--- START GIVEN DATA ---

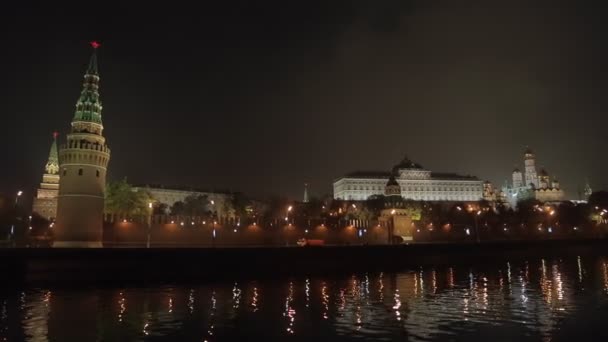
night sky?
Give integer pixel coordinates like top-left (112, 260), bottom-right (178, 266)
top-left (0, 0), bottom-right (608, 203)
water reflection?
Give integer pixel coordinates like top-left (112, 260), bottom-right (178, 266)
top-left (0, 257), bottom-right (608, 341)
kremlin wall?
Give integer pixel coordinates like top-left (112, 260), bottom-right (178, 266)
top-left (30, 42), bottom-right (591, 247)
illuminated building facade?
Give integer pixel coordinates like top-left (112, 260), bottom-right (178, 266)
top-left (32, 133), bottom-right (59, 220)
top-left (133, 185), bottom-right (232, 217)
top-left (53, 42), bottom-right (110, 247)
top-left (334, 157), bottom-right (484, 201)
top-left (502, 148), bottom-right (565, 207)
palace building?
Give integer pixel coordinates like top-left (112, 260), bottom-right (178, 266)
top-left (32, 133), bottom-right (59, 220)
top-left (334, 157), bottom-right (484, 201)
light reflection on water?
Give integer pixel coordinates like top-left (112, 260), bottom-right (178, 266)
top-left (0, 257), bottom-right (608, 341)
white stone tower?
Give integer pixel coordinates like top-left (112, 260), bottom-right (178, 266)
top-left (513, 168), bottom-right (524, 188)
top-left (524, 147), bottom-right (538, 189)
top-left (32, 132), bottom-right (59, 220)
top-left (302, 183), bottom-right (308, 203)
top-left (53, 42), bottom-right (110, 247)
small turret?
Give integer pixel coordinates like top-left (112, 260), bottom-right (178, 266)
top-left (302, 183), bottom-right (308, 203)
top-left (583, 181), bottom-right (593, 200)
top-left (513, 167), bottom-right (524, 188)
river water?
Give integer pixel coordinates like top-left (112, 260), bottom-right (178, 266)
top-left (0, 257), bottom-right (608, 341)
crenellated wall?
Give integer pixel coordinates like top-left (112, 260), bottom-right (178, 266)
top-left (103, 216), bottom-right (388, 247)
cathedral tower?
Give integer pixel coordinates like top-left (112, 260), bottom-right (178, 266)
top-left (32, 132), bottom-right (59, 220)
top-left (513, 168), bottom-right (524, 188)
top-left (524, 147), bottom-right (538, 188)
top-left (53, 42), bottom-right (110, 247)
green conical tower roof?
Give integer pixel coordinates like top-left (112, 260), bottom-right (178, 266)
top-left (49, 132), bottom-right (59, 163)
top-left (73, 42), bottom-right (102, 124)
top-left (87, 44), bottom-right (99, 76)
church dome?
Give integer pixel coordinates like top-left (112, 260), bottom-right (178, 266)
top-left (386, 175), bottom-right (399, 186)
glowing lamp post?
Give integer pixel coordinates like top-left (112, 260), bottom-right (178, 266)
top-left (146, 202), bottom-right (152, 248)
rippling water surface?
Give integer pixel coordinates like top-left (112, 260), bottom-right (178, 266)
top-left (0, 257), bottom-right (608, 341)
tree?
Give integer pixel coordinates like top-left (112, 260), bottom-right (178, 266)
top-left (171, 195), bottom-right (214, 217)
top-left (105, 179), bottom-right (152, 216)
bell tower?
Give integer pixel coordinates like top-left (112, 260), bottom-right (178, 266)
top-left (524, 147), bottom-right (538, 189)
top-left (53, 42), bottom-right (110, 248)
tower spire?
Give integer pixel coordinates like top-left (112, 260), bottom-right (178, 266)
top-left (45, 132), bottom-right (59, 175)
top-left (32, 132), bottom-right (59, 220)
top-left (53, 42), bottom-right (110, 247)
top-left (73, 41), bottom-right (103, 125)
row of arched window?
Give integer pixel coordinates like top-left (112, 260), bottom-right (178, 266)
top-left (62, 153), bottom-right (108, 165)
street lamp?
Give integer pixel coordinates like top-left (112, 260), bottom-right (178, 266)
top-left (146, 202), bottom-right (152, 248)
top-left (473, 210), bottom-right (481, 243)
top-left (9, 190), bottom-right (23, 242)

--- END GIVEN DATA ---

§ **TASK BRIEF**:
Reproduce all of the data above line for line, changing nothing, and leave the pictures out of your answer.

§ **ANSWER FOR THE TASK**:
night sky?
Give integer pixel coordinates like top-left (112, 260), bottom-right (178, 266)
top-left (0, 0), bottom-right (608, 203)
water reflection?
Give integer pixel coordinates like top-left (112, 260), bottom-right (178, 266)
top-left (0, 257), bottom-right (608, 341)
kremlin wall?
Give integer pixel coordinates like top-left (112, 260), bottom-right (178, 266)
top-left (30, 42), bottom-right (591, 247)
illuminated building facade?
Give integer pixel coordinates like top-left (112, 260), bottom-right (178, 266)
top-left (32, 133), bottom-right (59, 220)
top-left (133, 185), bottom-right (232, 217)
top-left (53, 42), bottom-right (110, 247)
top-left (334, 157), bottom-right (484, 201)
top-left (502, 148), bottom-right (565, 207)
palace building?
Give integer pixel coordinates like top-left (112, 260), bottom-right (178, 266)
top-left (32, 133), bottom-right (59, 220)
top-left (334, 157), bottom-right (484, 201)
light reflection on water?
Give integer pixel coordinates like top-left (112, 260), bottom-right (178, 266)
top-left (0, 257), bottom-right (608, 341)
white stone tower?
Give integer pixel coordinates like top-left (112, 260), bottom-right (178, 266)
top-left (513, 168), bottom-right (524, 188)
top-left (524, 147), bottom-right (538, 189)
top-left (32, 132), bottom-right (59, 220)
top-left (302, 183), bottom-right (308, 203)
top-left (53, 42), bottom-right (110, 247)
small turret?
Give integer pixel coordinates like top-left (112, 260), bottom-right (178, 266)
top-left (302, 183), bottom-right (308, 203)
top-left (583, 181), bottom-right (593, 200)
top-left (513, 167), bottom-right (524, 188)
river water?
Give integer pixel coordinates like top-left (112, 260), bottom-right (178, 266)
top-left (0, 257), bottom-right (608, 341)
crenellated wall?
Give integer pixel coordinates like top-left (112, 260), bottom-right (178, 266)
top-left (103, 216), bottom-right (388, 247)
cathedral tower?
Give integer pixel coordinates like top-left (112, 260), bottom-right (178, 266)
top-left (32, 132), bottom-right (59, 220)
top-left (513, 168), bottom-right (524, 188)
top-left (524, 147), bottom-right (538, 188)
top-left (53, 42), bottom-right (110, 247)
green conical tower roof?
Give integer pixel coordinates like top-left (112, 260), bottom-right (178, 266)
top-left (49, 132), bottom-right (59, 163)
top-left (73, 42), bottom-right (102, 124)
top-left (87, 44), bottom-right (99, 76)
church dome?
Give integer pixel coordinates like top-left (112, 260), bottom-right (178, 266)
top-left (386, 175), bottom-right (399, 186)
glowing lamp post?
Give integer pixel coordinates like top-left (112, 260), bottom-right (178, 266)
top-left (146, 202), bottom-right (152, 248)
rippling water surface?
Give integer pixel coordinates like top-left (112, 260), bottom-right (178, 266)
top-left (0, 257), bottom-right (608, 341)
tree?
Give integer pixel coordinates like top-left (112, 260), bottom-right (178, 266)
top-left (171, 195), bottom-right (214, 217)
top-left (105, 179), bottom-right (152, 216)
bell tower?
Give integer pixel coordinates like top-left (112, 260), bottom-right (178, 266)
top-left (524, 147), bottom-right (538, 189)
top-left (53, 42), bottom-right (110, 248)
tower spire?
Give integer pixel coordinates like top-left (112, 260), bottom-right (178, 266)
top-left (45, 132), bottom-right (59, 175)
top-left (32, 132), bottom-right (59, 220)
top-left (53, 42), bottom-right (110, 247)
top-left (73, 41), bottom-right (103, 125)
row of arched window?
Give integer pixel coordinates like top-left (112, 260), bottom-right (178, 266)
top-left (62, 153), bottom-right (108, 165)
street lamp?
Give integer pixel coordinates like top-left (112, 260), bottom-right (178, 266)
top-left (146, 202), bottom-right (152, 248)
top-left (473, 210), bottom-right (481, 243)
top-left (9, 190), bottom-right (23, 242)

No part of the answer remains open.